**Reading passage**
■ ■ ■ ■ ■ ■ ■

This question can almost answer itself.
Given the results of tests last season with what would become this year's new downforce package, particularly races at Darlington and Kentucky, it's apparent that NASCAR will hit a home run with the new low-downforce aero package in 2016.
Virtually all the drivers like the new package. When was the last time you heard almost all drivers share the same positive response on a topic or piece of equipment within the sport?
The new package goes into effect next week at Atlanta and will be run in every race with the exception of the restrictor plate races at Daytona and Talladega.
The answer will likely be a positive affirmation.
How Will the New Charter System—and 40-Car Field—Affect the Sport?
This could be the most significant question of the year.
The answer, however, is not simple.
Sure, NASCAR and the Race Team Alliance, led by Rob Kauffman, came to an agreement last week on charters, which allows team owners to claim equity for the number of years—and millions of dollars—they've spent within the sport.
But there were some trade-offs, most notably cutting the starting field of Sprint Cup races from 43 to 40 and allowing just 36 charters, which keeps several teams out of the mix, including the legendary Wood Brothers.
There's something else to consider.
Given the past history of the sport, including oftentimes contentious relationships between the sanctioning body and team owners, are we convinced that everyone will come together at a fire, roast marshmallows and sing "Kumbaya"?
It's a bit too early for that, but the new charter system is a good start and a step in the right direction.
Now if they could only find a way to get the Wood Brothers the charter they so greatly deserve.
How Will Kyle Busch Fare in a Full Season After Winning the Championship in 2015?
Kyle Busch did everything right in a season that started so wrong in 2015.
After being seriously injured in a wreck in the season-opening Xfinity Series race at Daytona, Busch missed nearly a third of the Sprint Cup season recuperating from a broken right leg and fractured left foot.
After many wondered if he'd ever race again, let alone in 2015, he came back 11 races later and began a path that resulted in his first career Sprint Cup championship.
So what does Busch do for an encore, particularly in a season that he (hopefully) will be fully healthy for?
Will Busch become the first repeat champion since Jimmie Johnson from 2006 through 2010?
However things turn out, it's going to be fun to watch—and I'm betting that even if Busch doesn't repeat as champ, he'll be there fighting all the way to the end again.

■ ■ ■ ■ ■ ■ ■

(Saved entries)
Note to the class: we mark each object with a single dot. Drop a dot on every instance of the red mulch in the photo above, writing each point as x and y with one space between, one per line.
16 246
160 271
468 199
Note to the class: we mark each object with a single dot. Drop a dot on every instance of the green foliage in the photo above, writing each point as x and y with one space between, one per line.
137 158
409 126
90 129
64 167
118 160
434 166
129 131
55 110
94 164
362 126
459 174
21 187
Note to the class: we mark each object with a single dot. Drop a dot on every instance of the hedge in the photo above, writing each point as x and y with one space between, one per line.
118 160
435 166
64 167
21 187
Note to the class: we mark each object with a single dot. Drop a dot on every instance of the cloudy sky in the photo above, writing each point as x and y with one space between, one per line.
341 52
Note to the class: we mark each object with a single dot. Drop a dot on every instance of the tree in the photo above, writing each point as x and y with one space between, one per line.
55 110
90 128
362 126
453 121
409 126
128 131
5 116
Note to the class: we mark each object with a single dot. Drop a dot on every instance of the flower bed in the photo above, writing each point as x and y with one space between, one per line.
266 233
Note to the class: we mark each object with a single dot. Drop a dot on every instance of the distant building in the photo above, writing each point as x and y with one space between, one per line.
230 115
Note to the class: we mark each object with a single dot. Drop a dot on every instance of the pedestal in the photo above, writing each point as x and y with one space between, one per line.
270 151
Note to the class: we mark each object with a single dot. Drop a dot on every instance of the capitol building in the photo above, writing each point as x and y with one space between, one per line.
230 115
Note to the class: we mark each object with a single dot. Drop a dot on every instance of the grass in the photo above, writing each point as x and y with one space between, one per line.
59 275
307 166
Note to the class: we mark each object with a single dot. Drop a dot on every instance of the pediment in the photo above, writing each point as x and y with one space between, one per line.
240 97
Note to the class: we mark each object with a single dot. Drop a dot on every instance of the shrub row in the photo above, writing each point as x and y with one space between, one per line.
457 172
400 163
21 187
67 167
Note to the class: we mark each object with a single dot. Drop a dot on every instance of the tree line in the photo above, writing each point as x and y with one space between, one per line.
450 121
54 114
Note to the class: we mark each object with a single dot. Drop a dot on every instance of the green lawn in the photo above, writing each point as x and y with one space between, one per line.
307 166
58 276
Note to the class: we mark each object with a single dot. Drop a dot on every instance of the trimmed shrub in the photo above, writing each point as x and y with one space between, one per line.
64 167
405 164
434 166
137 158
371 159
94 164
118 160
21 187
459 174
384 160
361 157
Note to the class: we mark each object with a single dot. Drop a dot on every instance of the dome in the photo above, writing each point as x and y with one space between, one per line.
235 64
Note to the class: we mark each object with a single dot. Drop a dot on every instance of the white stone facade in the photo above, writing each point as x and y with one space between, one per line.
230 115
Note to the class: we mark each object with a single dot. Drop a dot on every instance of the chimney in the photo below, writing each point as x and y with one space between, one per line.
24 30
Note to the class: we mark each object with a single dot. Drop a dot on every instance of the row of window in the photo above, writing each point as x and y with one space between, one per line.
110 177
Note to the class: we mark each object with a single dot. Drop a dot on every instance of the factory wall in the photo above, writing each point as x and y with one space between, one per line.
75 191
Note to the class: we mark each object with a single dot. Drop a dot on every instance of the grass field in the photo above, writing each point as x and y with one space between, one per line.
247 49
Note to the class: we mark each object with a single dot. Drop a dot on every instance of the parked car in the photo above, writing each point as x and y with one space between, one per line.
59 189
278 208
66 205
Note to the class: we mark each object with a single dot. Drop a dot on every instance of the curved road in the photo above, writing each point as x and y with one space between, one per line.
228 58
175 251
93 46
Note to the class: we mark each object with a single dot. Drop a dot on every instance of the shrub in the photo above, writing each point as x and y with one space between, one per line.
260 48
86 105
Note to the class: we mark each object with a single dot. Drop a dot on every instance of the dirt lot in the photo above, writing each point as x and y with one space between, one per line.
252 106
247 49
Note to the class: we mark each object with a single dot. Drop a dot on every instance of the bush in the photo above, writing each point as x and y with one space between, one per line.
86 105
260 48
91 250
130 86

■ ■ ■ ■ ■ ■ ■

**Problem set**
A - Copy the NASCAR preview starting at "Now if they" and ending at "Championship in 2015?", substituting "Wood Brothers Racing" for "Wood Brothers".
B - Extend the NASCAR 2016 season preview by writing on from its final sentence.
The saved entries have no connection to the NASCAR preview.

**Results by task**
A -
Now if they could only find a way to get the Wood Brothers Racing the charter they so greatly deserve.
How Will Kyle Busch Fare in a Full Season After Winning the Championship in 2015?

B -
Will We See Another First-Time Sprint Cup Champ for the Third Year in a Row?
We've had three first-time champions in the Sprint Cup Series in the last four seasons: Brad Keselowski (2012), Kevin Harvick (2014) and Kyle Busch (2015), the latter two under the new Chase format that was implemented in 2014.
There are a number of drivers who still have not won their first Sprint Cup championships.
Among those: Denny Hamlin, Greg Biffle, Carl Edwards, Martin Truex Jr., defending Daytona 500 winner Joey Logano, Dale Earnhardt Jr., Ryan Newman, Jamie McMurray, Paul Menard, Clint Bowyer, Aric Almirola, Kasey Kahne, Danica Patrick, Ricky Stenhouse Jr., Kyle Larson, Austin Dillon, A.J. Allmendinger, Casey Mears and more.
And let's not forget the newcomers who may potentially make some significant noise of their own in 2016: rookies (and Daytona 500 pole-sitter) Chase Elliott, Chris Buescher, Brian Scott and Ryan Blaney.
Who do you think will be the next first-time Sprint Cup champion?
How Will Chase Elliott Fare in His First Full Season in Sprint Cup?
I guess Chase Elliott somewhat answered that question in Sunday's qualifying session, earning the pole for next Sunday's 58th running of the Daytona 500.
Not bad for the new kid on the block.
But remember that winning the pole for the Great American Race does not always guarantee success. Ask Danica Patrick or Austin Dillon; they'll tell you.
Granted, Elliott has great genes (son of NASCAR Hall of Famer Bill Elliott), but one pole does not a full season make.
Let's see how he does in the actual 500. And then after that, let's see how he does in the next five or six races. I think by that point, the proof will be in the pudding if Elliott is the real deal—or whether he'll need a lot more seasoning going forward.